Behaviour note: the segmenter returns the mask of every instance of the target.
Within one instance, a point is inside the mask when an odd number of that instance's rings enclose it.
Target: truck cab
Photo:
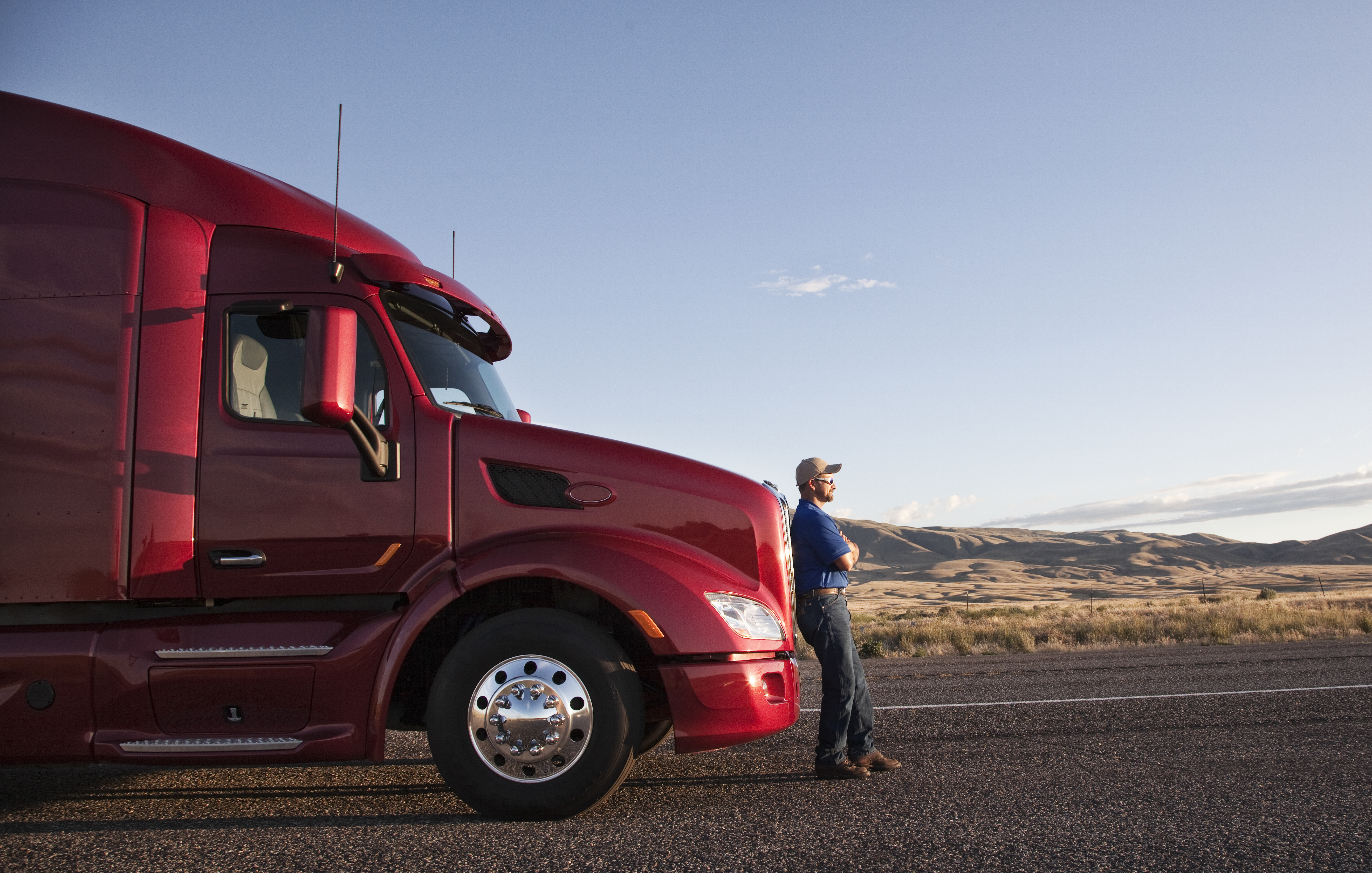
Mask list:
[[[558,818],[799,717],[775,489],[541,427],[460,281],[0,93],[0,763],[380,760]]]

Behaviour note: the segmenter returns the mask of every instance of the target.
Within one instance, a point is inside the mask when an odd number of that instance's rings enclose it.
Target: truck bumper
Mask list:
[[[794,660],[664,664],[661,673],[678,755],[759,740],[800,718]]]

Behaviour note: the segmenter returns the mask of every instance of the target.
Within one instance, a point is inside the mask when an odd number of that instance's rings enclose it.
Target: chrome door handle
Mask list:
[[[214,549],[210,552],[210,564],[220,570],[233,567],[261,567],[266,563],[262,549]]]

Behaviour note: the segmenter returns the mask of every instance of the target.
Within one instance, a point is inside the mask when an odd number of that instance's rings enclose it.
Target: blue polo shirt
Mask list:
[[[851,550],[827,512],[800,501],[790,520],[790,548],[796,560],[796,593],[815,587],[848,587],[848,572],[833,563]]]

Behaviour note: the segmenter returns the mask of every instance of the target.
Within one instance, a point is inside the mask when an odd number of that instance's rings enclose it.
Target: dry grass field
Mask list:
[[[1290,642],[1372,634],[1372,589],[855,612],[863,657]],[[814,651],[800,642],[800,656]]]

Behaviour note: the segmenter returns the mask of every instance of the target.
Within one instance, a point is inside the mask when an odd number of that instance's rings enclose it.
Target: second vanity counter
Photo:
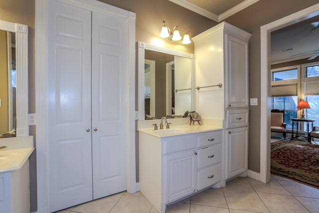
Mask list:
[[[165,128],[138,129],[140,191],[160,213],[170,204],[224,184],[222,128]]]
[[[159,127],[158,130],[155,130],[154,128],[153,127],[138,129],[138,131],[158,138],[164,138],[205,132],[222,129],[222,126],[220,127],[215,125],[189,125],[187,124],[172,125],[171,124],[169,129],[166,129],[166,126],[164,126],[163,129],[160,129]]]

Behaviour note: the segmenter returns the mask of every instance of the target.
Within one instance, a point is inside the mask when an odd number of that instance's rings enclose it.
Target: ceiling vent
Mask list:
[[[313,29],[313,32],[315,33],[319,33],[319,26]]]
[[[293,50],[294,49],[295,49],[294,48],[289,48],[288,49],[282,49],[281,50],[280,50],[280,52],[288,52],[289,51]]]

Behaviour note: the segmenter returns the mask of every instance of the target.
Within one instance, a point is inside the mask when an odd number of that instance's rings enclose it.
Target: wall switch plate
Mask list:
[[[36,124],[36,117],[35,113],[29,113],[28,114],[28,123],[29,126],[35,125]]]
[[[250,106],[257,106],[258,105],[258,99],[254,98],[250,99]]]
····················
* **Directions for this task**: Can you render all the entries above as a two-column CSV headed "prompt" and "masks", with one row per entry, each entry's request text and its mask list each in a single quoted field, line breaks changed to spaces, and the pictures left out?

* **Correct output**:
prompt,masks
"Behaviour note: the segmenter returns the mask of every instance of the target. Within one instance, a point is inside the mask when an odd number of that instance's rings enclose it. Target: truck cab Photo: Mask list:","[[[558,818],[799,717],[775,489],[541,427],[460,281],[0,93],[0,763],[380,760]]]"
"Behaviour note: the segmenter returns the mask of every instance of the target. Within one instance, a point is inside the mask when an odd number of that instance's rings enclose it. Target: truck bumper Mask list:","[[[794,660],[664,664],[661,673],[678,755],[759,740],[800,718]]]"
"Behaviour note: the segmenter returns the mask of every instance of the target. Within one instance, a point is inside the mask when an odd number of that instance's rings enclose it. Target: chrome door handle Mask list:","[[[214,549],[210,552],[210,564],[220,570],[233,567],[261,567],[266,563],[262,549]]]"
"Behaviour note: the segmenter returns the mask of every instance of the target. Within one instance, a point is inside the mask when an odd number of that instance's rings enclose it. Target: blue polo shirt Mask list:","[[[851,550],[827,512],[800,501],[790,520],[790,548],[796,560],[796,593],[815,587],[848,587],[848,572],[833,563]]]"
"Behaviour note: the segmenter returns the mask of every instance of the target. Within one instance, a point is inside the mask when an odd number of that instance's rings enclose it. Target: dry grass field Mask list:","[[[1290,642],[1372,634],[1372,589],[855,612],[863,657]],[[814,651],[800,642],[800,656]]]"
"Behaviour note: the segmenter returns the mask of every instance of the target. Within one instance, a point is inside the mask when an odd number of that instance's rings enclose it. Target: second vanity counter Photo: Mask list:","[[[165,128],[138,129],[140,191],[160,213],[170,204],[224,184],[222,128]]] [[[159,127],[158,130],[155,130],[154,128],[153,127],[138,129],[138,131],[158,138],[164,138],[205,132],[222,129],[222,126],[220,127],[215,125],[189,125],[187,124],[172,125],[171,124],[169,129],[166,129],[166,126],[164,126],[163,129],[160,129]]]"
"Behaviour note: the segmenter returns the mask of every instance of the target. Within one instance, a point is inside the mask when an odd number of that instance's rings enclose it. Target: ceiling vent Mask list:","[[[313,29],[313,32],[315,33],[319,33],[319,26]]] [[[293,50],[294,49],[295,49],[294,48],[289,48],[288,49],[282,49],[281,50],[280,50],[280,52],[288,52],[289,51]]]"
"Behaviour note: the segmenter returns the mask of every instance of the target. Within one instance, a point is inside the mask when an odd number of that instance's rings enclose it. Target: wall switch plate Mask list:","[[[36,124],[36,117],[35,113],[29,113],[28,114],[28,123],[29,126],[35,125]]] [[[250,106],[257,106],[258,105],[258,99],[254,98],[250,99]]]"